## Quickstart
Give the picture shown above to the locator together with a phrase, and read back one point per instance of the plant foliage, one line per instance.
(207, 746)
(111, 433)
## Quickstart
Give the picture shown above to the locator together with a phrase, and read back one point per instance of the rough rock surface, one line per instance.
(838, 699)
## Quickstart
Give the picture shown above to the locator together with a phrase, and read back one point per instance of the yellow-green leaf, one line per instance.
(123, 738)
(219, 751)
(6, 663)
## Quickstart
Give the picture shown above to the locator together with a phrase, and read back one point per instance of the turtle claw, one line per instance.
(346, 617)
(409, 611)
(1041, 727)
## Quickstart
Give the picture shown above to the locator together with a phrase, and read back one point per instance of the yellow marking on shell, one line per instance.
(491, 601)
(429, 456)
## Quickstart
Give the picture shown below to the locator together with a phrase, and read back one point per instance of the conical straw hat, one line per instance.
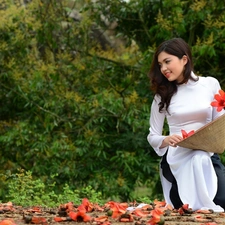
(210, 138)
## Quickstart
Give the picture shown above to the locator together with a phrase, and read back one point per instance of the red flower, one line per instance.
(7, 222)
(185, 134)
(157, 217)
(80, 216)
(220, 101)
(117, 208)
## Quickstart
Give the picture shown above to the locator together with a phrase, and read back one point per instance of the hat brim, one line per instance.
(209, 138)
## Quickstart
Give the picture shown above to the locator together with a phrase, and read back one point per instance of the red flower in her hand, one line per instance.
(220, 101)
(185, 134)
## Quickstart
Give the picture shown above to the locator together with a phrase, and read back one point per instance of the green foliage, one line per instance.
(75, 96)
(25, 190)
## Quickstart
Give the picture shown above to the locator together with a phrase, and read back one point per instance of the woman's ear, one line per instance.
(185, 59)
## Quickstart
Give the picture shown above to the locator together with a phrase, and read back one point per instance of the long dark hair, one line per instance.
(159, 83)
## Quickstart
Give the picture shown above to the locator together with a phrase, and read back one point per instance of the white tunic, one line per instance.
(189, 110)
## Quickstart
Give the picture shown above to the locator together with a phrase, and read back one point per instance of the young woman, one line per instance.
(193, 177)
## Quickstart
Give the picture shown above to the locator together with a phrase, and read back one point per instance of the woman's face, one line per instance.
(171, 66)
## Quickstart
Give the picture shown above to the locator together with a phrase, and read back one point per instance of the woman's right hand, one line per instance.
(171, 140)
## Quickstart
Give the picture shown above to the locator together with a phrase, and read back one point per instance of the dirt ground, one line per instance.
(39, 215)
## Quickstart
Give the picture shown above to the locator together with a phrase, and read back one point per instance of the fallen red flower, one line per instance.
(157, 217)
(79, 216)
(117, 208)
(38, 220)
(220, 100)
(126, 218)
(87, 205)
(7, 222)
(185, 134)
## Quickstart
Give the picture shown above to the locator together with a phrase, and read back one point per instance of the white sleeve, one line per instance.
(155, 137)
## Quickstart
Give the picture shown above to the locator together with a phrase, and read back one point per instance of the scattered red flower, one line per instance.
(220, 100)
(117, 208)
(39, 220)
(157, 217)
(87, 205)
(185, 134)
(80, 216)
(7, 222)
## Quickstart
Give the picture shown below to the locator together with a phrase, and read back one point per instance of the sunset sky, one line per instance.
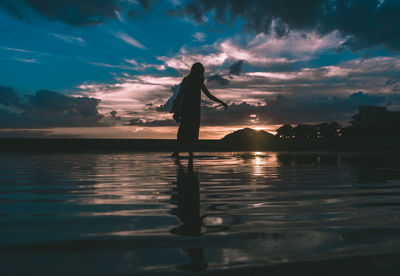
(107, 68)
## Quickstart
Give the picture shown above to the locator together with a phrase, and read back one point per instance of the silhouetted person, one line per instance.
(186, 108)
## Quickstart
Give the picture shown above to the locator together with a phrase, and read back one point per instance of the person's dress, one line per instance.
(190, 91)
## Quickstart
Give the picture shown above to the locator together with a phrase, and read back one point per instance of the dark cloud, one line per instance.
(168, 105)
(72, 12)
(291, 110)
(9, 97)
(46, 109)
(218, 79)
(364, 23)
(236, 68)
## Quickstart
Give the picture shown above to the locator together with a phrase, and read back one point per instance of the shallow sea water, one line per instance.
(286, 213)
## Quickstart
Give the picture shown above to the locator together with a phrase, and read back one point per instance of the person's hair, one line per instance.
(197, 69)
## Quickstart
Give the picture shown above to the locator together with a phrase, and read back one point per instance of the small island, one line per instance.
(372, 128)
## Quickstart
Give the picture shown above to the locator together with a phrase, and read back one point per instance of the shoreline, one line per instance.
(169, 145)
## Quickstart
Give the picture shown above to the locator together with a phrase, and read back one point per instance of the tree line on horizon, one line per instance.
(310, 132)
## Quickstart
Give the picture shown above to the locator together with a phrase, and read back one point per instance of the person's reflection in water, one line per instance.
(187, 198)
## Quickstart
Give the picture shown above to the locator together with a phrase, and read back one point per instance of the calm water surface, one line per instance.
(144, 213)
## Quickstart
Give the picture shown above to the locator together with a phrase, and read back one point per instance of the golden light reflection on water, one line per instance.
(226, 209)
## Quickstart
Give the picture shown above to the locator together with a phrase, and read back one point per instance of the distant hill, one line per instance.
(250, 138)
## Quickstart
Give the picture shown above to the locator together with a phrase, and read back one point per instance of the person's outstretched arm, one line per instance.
(212, 97)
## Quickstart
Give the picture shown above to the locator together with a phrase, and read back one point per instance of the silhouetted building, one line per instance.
(375, 116)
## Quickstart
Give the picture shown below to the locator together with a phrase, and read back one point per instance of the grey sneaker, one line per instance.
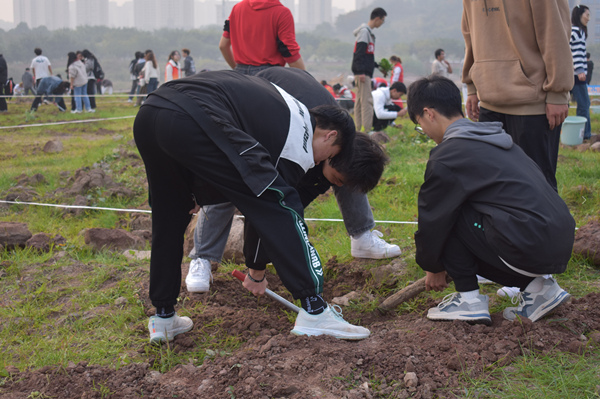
(455, 307)
(535, 305)
(163, 330)
(510, 292)
(370, 245)
(330, 322)
(199, 276)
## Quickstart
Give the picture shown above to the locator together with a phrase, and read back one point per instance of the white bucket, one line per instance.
(573, 130)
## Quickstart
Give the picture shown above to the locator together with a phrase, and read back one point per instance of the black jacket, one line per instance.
(363, 59)
(3, 70)
(524, 219)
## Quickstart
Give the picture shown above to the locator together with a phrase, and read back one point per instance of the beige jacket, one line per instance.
(517, 54)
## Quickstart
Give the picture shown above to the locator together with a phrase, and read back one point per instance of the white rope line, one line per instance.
(67, 122)
(146, 211)
(71, 95)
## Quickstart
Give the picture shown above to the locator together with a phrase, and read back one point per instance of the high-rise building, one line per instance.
(91, 12)
(157, 14)
(312, 13)
(120, 16)
(53, 14)
(224, 8)
(362, 4)
(205, 13)
(291, 4)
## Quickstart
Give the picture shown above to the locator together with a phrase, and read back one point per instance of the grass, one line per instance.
(86, 307)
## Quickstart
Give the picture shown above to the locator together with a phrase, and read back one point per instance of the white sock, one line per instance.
(536, 285)
(470, 294)
(356, 237)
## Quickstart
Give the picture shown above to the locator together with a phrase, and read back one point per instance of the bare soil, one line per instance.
(272, 363)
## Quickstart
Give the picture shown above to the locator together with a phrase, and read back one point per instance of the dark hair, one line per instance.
(576, 14)
(332, 117)
(437, 92)
(149, 56)
(88, 54)
(395, 58)
(71, 58)
(365, 168)
(399, 86)
(378, 13)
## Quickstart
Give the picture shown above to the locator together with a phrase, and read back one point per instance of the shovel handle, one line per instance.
(241, 276)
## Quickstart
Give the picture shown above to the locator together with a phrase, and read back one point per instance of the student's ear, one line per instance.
(332, 134)
(428, 113)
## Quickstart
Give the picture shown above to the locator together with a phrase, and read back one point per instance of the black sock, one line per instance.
(165, 312)
(313, 304)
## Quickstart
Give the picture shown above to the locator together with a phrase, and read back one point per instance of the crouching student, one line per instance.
(485, 209)
(203, 143)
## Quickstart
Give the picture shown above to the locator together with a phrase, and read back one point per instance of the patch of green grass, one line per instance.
(76, 304)
(563, 375)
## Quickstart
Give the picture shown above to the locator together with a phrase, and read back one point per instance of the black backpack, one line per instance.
(98, 72)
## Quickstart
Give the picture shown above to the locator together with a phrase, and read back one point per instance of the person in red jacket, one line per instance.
(397, 70)
(260, 34)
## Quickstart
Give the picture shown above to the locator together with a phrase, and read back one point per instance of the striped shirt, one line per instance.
(578, 50)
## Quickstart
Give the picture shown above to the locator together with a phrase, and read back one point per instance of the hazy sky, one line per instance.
(7, 9)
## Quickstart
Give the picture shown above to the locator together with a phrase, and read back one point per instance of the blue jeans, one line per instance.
(78, 92)
(214, 223)
(580, 95)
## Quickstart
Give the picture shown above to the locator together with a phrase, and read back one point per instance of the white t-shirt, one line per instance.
(41, 67)
(439, 68)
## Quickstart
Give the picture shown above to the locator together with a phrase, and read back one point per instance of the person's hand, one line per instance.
(556, 114)
(435, 281)
(472, 107)
(256, 288)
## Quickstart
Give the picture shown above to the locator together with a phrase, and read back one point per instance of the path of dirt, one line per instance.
(271, 363)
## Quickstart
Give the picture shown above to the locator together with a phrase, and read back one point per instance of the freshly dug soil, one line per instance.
(406, 355)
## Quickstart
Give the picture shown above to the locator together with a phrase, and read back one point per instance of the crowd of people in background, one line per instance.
(517, 97)
(86, 78)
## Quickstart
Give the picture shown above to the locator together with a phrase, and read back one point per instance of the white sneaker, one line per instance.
(370, 245)
(199, 276)
(510, 292)
(535, 305)
(455, 307)
(330, 322)
(483, 280)
(163, 330)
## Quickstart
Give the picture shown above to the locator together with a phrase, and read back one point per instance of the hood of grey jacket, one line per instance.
(487, 132)
(355, 32)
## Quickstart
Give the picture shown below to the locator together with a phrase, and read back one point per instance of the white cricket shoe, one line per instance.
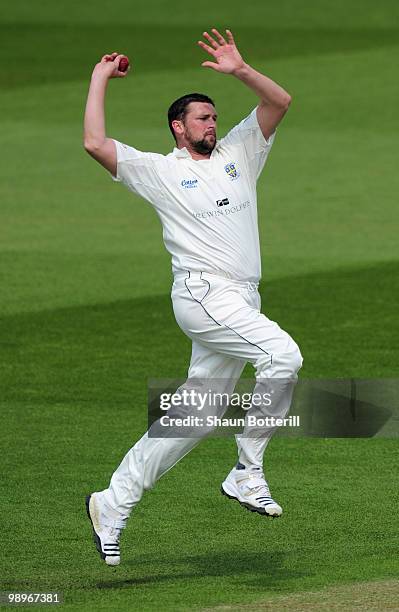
(250, 489)
(106, 530)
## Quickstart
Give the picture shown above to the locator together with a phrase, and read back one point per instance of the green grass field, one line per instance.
(86, 316)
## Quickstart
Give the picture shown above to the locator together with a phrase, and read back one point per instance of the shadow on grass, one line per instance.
(263, 570)
(345, 322)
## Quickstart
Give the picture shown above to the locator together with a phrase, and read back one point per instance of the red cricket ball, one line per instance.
(123, 64)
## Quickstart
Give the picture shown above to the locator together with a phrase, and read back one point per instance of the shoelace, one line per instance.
(258, 484)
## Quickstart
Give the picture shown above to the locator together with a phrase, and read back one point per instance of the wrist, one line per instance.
(99, 76)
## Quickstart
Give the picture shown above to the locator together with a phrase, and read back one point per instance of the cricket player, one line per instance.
(204, 192)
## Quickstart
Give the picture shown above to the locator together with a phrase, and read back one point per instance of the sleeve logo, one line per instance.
(232, 171)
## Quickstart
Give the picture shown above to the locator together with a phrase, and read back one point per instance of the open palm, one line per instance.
(226, 54)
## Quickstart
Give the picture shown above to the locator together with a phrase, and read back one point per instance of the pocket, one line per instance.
(198, 288)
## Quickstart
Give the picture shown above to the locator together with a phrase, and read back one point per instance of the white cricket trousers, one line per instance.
(223, 319)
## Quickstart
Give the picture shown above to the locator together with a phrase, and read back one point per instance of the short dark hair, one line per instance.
(178, 109)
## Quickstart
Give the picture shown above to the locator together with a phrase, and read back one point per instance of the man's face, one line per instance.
(200, 126)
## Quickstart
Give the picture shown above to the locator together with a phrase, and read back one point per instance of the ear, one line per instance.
(178, 126)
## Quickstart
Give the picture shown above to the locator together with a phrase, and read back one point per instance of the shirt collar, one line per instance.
(184, 154)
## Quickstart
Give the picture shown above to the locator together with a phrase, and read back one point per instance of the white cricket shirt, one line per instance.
(208, 208)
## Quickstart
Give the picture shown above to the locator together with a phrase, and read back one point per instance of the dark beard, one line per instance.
(203, 147)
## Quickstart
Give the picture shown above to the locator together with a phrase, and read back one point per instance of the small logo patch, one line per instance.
(232, 171)
(189, 183)
(223, 202)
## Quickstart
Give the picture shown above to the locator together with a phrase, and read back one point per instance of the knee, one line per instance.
(284, 364)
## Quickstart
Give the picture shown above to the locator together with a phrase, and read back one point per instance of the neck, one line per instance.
(194, 154)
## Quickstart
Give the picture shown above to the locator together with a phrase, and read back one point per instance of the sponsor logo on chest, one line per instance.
(189, 183)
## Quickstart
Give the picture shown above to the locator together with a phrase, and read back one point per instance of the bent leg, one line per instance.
(151, 457)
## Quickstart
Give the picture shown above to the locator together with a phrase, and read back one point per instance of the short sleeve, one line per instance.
(249, 135)
(138, 171)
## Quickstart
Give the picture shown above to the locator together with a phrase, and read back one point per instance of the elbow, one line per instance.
(286, 101)
(89, 146)
(92, 146)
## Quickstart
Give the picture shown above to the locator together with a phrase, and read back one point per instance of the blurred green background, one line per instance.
(86, 317)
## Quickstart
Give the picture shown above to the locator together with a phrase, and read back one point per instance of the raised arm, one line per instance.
(273, 99)
(96, 142)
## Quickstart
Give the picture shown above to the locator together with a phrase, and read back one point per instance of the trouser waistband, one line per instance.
(195, 274)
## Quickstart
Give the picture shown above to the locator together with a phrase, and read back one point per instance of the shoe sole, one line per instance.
(96, 538)
(260, 511)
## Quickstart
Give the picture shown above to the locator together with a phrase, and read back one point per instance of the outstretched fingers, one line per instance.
(219, 37)
(206, 48)
(211, 40)
(230, 38)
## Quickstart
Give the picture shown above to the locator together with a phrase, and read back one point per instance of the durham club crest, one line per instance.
(232, 171)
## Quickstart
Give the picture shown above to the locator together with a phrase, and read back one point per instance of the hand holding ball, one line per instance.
(123, 64)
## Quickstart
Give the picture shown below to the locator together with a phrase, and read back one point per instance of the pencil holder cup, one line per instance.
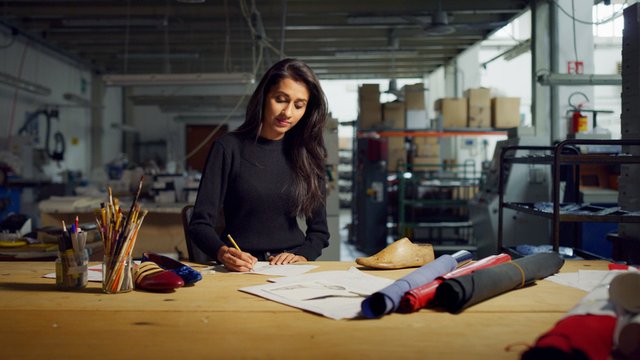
(72, 269)
(116, 274)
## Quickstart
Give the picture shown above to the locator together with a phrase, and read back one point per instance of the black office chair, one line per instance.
(195, 254)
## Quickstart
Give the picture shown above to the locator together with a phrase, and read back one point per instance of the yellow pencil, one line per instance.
(233, 242)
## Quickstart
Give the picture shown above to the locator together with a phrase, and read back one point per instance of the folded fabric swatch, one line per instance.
(461, 292)
(415, 299)
(151, 277)
(388, 299)
(576, 337)
(187, 273)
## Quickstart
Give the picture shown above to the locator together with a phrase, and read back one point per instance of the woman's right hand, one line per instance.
(236, 260)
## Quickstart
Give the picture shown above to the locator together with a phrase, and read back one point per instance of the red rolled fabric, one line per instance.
(415, 299)
(576, 337)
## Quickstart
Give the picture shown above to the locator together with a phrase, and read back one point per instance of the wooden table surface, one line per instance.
(213, 320)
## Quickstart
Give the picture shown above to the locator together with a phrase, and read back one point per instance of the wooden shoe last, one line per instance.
(400, 254)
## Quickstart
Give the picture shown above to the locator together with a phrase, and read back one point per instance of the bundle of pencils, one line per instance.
(118, 232)
(72, 258)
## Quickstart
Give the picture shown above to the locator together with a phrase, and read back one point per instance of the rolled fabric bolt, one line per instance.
(586, 332)
(388, 299)
(624, 293)
(461, 292)
(420, 297)
(628, 338)
(575, 337)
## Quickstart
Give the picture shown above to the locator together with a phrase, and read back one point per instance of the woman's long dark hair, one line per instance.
(303, 143)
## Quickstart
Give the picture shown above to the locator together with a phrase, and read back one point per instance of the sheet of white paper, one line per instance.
(334, 294)
(264, 268)
(94, 273)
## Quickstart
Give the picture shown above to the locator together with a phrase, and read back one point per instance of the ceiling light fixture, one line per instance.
(177, 79)
(579, 79)
(155, 56)
(365, 54)
(24, 85)
(78, 100)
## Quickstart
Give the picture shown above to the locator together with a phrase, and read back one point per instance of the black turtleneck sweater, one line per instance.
(251, 181)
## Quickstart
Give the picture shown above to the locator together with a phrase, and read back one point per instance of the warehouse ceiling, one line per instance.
(340, 39)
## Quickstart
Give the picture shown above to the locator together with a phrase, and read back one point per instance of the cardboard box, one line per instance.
(426, 146)
(453, 112)
(393, 115)
(370, 111)
(479, 107)
(414, 97)
(416, 119)
(396, 152)
(505, 112)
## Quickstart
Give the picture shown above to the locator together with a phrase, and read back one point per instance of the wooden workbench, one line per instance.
(213, 320)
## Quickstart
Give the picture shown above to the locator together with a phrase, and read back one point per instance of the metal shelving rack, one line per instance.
(564, 154)
(453, 186)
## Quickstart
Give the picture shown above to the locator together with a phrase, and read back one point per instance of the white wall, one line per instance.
(35, 64)
(606, 57)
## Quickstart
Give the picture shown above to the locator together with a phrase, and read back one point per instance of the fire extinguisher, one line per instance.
(579, 122)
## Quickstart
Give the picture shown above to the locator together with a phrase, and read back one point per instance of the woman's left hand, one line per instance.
(286, 258)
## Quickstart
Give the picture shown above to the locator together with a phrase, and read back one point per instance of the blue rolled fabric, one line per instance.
(388, 299)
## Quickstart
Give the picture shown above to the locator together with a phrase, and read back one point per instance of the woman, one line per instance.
(267, 173)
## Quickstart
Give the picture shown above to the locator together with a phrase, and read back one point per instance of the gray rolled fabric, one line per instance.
(388, 299)
(461, 292)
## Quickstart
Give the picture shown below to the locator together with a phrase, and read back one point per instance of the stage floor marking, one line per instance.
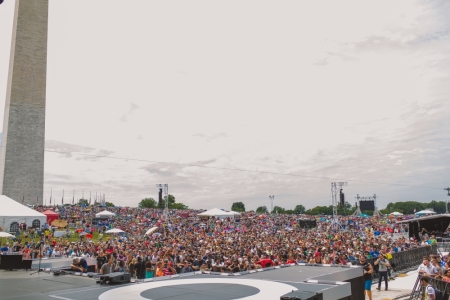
(267, 289)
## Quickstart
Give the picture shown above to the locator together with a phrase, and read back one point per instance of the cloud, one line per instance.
(211, 137)
(133, 108)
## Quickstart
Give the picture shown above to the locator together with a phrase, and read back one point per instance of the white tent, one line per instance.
(215, 212)
(105, 213)
(396, 213)
(13, 213)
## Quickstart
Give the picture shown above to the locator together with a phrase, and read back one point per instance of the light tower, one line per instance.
(271, 197)
(165, 188)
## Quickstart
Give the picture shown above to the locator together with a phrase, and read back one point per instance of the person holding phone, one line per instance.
(367, 271)
(383, 265)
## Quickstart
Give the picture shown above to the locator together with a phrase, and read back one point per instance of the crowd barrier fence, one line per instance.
(418, 289)
(405, 261)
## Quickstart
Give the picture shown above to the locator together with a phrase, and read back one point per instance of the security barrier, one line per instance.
(405, 261)
(444, 246)
(438, 284)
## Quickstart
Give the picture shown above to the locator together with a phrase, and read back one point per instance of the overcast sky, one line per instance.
(352, 91)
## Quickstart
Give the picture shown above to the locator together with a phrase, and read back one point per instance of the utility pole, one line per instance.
(446, 202)
(271, 197)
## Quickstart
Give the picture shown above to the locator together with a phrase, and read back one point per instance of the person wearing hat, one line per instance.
(367, 275)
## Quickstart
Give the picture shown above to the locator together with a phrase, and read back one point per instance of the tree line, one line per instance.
(407, 207)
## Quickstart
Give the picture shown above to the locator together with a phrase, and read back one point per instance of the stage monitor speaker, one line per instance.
(116, 277)
(302, 295)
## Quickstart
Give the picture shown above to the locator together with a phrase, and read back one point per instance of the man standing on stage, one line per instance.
(368, 270)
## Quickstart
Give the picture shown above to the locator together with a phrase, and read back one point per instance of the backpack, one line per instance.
(438, 295)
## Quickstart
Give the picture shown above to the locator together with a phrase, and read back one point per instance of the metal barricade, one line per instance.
(438, 284)
(405, 261)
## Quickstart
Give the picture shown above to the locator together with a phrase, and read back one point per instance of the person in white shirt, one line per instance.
(429, 292)
(426, 269)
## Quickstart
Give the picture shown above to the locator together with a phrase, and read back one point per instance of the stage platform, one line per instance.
(268, 284)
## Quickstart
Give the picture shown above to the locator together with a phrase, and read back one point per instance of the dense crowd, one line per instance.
(183, 242)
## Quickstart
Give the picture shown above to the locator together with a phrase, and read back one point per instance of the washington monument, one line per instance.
(23, 140)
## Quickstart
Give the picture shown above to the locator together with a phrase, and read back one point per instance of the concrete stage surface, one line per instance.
(271, 283)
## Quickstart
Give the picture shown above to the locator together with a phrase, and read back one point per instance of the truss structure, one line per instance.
(165, 188)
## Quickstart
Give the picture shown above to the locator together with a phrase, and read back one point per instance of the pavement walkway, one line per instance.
(397, 287)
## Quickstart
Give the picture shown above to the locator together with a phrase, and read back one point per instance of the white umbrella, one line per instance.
(114, 230)
(5, 234)
(151, 230)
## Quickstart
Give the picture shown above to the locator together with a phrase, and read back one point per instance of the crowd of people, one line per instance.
(183, 242)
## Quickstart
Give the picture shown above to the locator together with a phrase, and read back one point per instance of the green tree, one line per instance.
(148, 203)
(83, 202)
(238, 206)
(299, 209)
(262, 209)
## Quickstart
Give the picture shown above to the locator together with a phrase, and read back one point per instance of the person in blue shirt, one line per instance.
(374, 252)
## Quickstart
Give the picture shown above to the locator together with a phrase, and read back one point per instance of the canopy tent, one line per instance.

------------------------------

Repeat the rows from the first one through the line with "(1041, 727)", swapping "rough" for "jagged" and keeping everything else the same.

## The completed task
## Quickstart
Give the picture shown above to the locator together with a phrase, and read back one point per instance of the plant foliage, one line per instance.
(207, 746)
(111, 433)
## Quickstart
Give the picture shown above to the locator together with a phrase, and read back one point per instance of the jagged rock surface, one line per instance.
(838, 699)
## Quickstart
Give the picture shown above to the locator together with a phrase, and read back one point per instance of the yellow-green leaf, one line per instance.
(123, 738)
(219, 751)
(6, 663)
## Quickstart
Give the picture shown above to the locator together with a phrase, and read back one point per instance of the turtle claw, one line per instance.
(346, 617)
(409, 611)
(1041, 727)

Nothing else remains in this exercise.